TASK REQUIREMENTS:
Go through the records and give each one again exactly, omitting the images.
======== DATA RECORDS ========
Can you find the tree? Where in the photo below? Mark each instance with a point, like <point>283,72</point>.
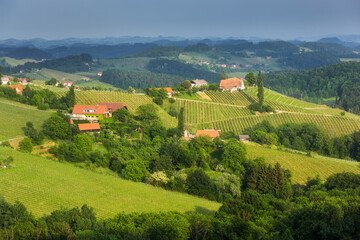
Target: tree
<point>147,112</point>
<point>223,75</point>
<point>26,145</point>
<point>251,78</point>
<point>71,96</point>
<point>187,84</point>
<point>234,154</point>
<point>135,170</point>
<point>181,120</point>
<point>131,90</point>
<point>260,89</point>
<point>122,115</point>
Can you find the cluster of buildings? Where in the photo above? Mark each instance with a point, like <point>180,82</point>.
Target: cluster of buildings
<point>93,114</point>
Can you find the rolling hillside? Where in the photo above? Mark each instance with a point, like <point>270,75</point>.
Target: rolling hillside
<point>14,117</point>
<point>44,185</point>
<point>228,112</point>
<point>301,166</point>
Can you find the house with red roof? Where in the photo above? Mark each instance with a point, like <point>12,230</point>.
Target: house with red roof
<point>68,84</point>
<point>5,80</point>
<point>18,88</point>
<point>112,107</point>
<point>89,127</point>
<point>169,91</point>
<point>23,81</point>
<point>90,112</point>
<point>232,84</point>
<point>213,133</point>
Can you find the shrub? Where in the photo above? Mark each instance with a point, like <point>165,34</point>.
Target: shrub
<point>25,145</point>
<point>135,171</point>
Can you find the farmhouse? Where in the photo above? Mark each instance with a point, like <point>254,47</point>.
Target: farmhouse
<point>169,91</point>
<point>198,83</point>
<point>22,81</point>
<point>68,84</point>
<point>232,84</point>
<point>89,127</point>
<point>112,107</point>
<point>5,80</point>
<point>18,88</point>
<point>244,138</point>
<point>213,133</point>
<point>90,112</point>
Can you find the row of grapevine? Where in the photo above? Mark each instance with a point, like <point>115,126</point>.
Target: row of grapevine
<point>334,126</point>
<point>200,112</point>
<point>94,97</point>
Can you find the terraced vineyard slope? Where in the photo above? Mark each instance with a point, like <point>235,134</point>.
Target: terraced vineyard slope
<point>302,167</point>
<point>44,185</point>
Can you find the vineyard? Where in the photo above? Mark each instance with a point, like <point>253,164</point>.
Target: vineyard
<point>198,112</point>
<point>334,126</point>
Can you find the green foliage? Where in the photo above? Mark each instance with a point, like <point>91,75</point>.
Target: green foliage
<point>147,112</point>
<point>57,127</point>
<point>122,115</point>
<point>25,145</point>
<point>135,171</point>
<point>234,155</point>
<point>251,78</point>
<point>83,142</point>
<point>223,75</point>
<point>260,89</point>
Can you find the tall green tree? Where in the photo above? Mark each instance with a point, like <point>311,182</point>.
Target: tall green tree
<point>223,75</point>
<point>251,78</point>
<point>181,120</point>
<point>260,89</point>
<point>71,96</point>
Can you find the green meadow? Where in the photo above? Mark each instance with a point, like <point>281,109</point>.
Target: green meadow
<point>13,117</point>
<point>44,185</point>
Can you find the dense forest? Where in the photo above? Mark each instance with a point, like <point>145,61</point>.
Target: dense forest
<point>124,79</point>
<point>69,64</point>
<point>340,80</point>
<point>181,69</point>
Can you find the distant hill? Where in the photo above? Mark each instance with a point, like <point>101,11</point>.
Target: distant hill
<point>340,81</point>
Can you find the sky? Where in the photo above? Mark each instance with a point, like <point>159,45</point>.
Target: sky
<point>277,19</point>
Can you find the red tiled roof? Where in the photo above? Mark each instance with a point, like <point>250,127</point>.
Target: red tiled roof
<point>79,109</point>
<point>112,107</point>
<point>18,87</point>
<point>210,133</point>
<point>88,126</point>
<point>169,90</point>
<point>230,83</point>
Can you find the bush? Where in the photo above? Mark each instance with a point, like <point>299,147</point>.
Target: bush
<point>25,145</point>
<point>135,171</point>
<point>158,101</point>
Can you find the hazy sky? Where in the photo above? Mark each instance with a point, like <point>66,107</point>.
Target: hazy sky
<point>285,19</point>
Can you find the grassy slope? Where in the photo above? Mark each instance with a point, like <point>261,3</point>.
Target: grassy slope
<point>15,115</point>
<point>302,166</point>
<point>44,185</point>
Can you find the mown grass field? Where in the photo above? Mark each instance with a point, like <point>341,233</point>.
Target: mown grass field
<point>13,117</point>
<point>44,185</point>
<point>301,166</point>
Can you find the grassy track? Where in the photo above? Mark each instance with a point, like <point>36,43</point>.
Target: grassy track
<point>44,185</point>
<point>13,116</point>
<point>302,166</point>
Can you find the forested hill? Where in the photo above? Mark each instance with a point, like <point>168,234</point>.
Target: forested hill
<point>69,64</point>
<point>341,80</point>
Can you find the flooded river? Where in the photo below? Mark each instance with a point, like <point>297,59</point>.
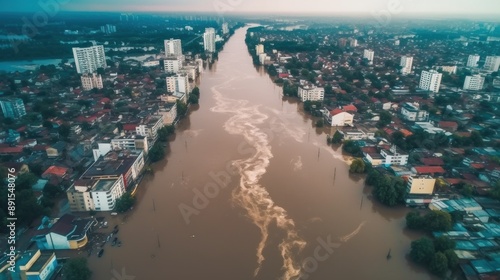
========
RESPONSE TO THIS TASK:
Can you find the tree? Where in the photo below? Mark each instance with a point, like <point>283,72</point>.
Target: tree
<point>147,112</point>
<point>223,75</point>
<point>26,145</point>
<point>251,78</point>
<point>71,96</point>
<point>187,84</point>
<point>234,154</point>
<point>135,170</point>
<point>181,120</point>
<point>131,90</point>
<point>260,89</point>
<point>122,115</point>
Can you find the cluster of buildings? Where in the photo above? Mark each instance with a point, like <point>180,82</point>.
Target: cluster of buildings
<point>93,114</point>
Can you find the rolling hillside? Where in the photo above? Mark each instance with a point, like <point>270,75</point>.
Target: rolling hillside
<point>14,117</point>
<point>44,185</point>
<point>228,112</point>
<point>301,166</point>
Can you find the house with red roof? Where in the photo above? Mark each instance with a point, like <point>12,230</point>.
Target: house with red roof
<point>68,84</point>
<point>5,80</point>
<point>18,88</point>
<point>112,107</point>
<point>89,127</point>
<point>169,91</point>
<point>23,81</point>
<point>90,112</point>
<point>232,84</point>
<point>213,133</point>
Can you find the shrub? Where in the photo above? Mark each instance with a point, like <point>165,34</point>.
Target: shrub
<point>25,145</point>
<point>135,171</point>
Can you find the farmhouse? Where in the photo above? Mark each instance with a point, like <point>254,47</point>.
Target: farmhouse
<point>169,91</point>
<point>198,83</point>
<point>22,81</point>
<point>68,84</point>
<point>232,84</point>
<point>89,127</point>
<point>112,107</point>
<point>5,80</point>
<point>18,88</point>
<point>244,138</point>
<point>213,133</point>
<point>90,112</point>
Can you find the row of grapevine? Where in the photo above? Mark each instance with a point, like <point>115,126</point>.
Target: row of grapevine
<point>334,126</point>
<point>200,112</point>
<point>94,97</point>
Can you find the terraced vineyard slope? Where in the photo above? Mark each instance with a point, like <point>235,134</point>.
Target: terraced vineyard slope
<point>302,167</point>
<point>44,185</point>
Can you find the vineyard? Where in the photo above? Mark each instance with a point, like <point>253,164</point>.
Target: vineyard
<point>198,112</point>
<point>334,126</point>
Can you find the green foliage? Where in the photo above? Mark each instance with a point, like <point>91,75</point>.
Target: green foliage
<point>147,112</point>
<point>57,127</point>
<point>122,115</point>
<point>25,145</point>
<point>135,171</point>
<point>234,155</point>
<point>251,78</point>
<point>83,142</point>
<point>223,75</point>
<point>260,89</point>
Can you find the tall green tree? Where in the photo above? Mark each instance with a point, like <point>311,182</point>.
Target: tall green tree
<point>223,75</point>
<point>251,78</point>
<point>181,120</point>
<point>260,89</point>
<point>71,96</point>
Can you find the green meadow? Where in the photo above? Mark each instance with a point, like <point>281,109</point>.
Target: green meadow
<point>13,117</point>
<point>44,185</point>
Can you find the dense forest? Where in the photo above? Mark each instance with a point, like <point>145,61</point>.
Target: dense forest
<point>124,79</point>
<point>69,64</point>
<point>340,80</point>
<point>181,69</point>
Can you find the distant hill? Where in the photo above? Mark each instance with a point, like <point>101,11</point>.
Target: distant hill
<point>340,81</point>
Can you find the sky? Where in the photo above? Mark each instance with a point, like <point>159,45</point>.
Target: sky
<point>277,19</point>
Can you find the red tiled roof? Where in the photo above? Mark each instance with a point, like <point>250,127</point>.
Target: red tiled roof
<point>79,109</point>
<point>112,107</point>
<point>18,87</point>
<point>210,133</point>
<point>88,126</point>
<point>169,90</point>
<point>230,83</point>
Can you find the bush? Where in the photo above? Mark each instance with a point, like <point>299,147</point>.
Target: bush
<point>25,145</point>
<point>135,171</point>
<point>158,101</point>
Can you find the hazy sky? Where in the photo above? Mark each instance with a point, like <point>66,107</point>.
Target: hazy sky
<point>285,19</point>
Can you find the grassy slope? Where in the photo above? Mark each instance with a point, like <point>261,3</point>.
Target: grassy slope
<point>15,115</point>
<point>302,166</point>
<point>44,185</point>
Can you find the mown grass field? Where in the photo above? Mark each instance with a point, like <point>341,233</point>.
Target: mown grass field
<point>13,117</point>
<point>44,185</point>
<point>301,166</point>
Can you find the grassy track? Where in the photo above? Mark each instance with a point, like <point>36,43</point>.
Target: grassy track
<point>44,185</point>
<point>13,116</point>
<point>302,166</point>
Can you find the forested hill? Where in the photo above? Mark each instance with a point, like <point>168,234</point>.
Target: forested hill
<point>69,64</point>
<point>341,80</point>
Can you find the flooded river? Where in the photo below? Mark each instance with a point, like <point>297,59</point>.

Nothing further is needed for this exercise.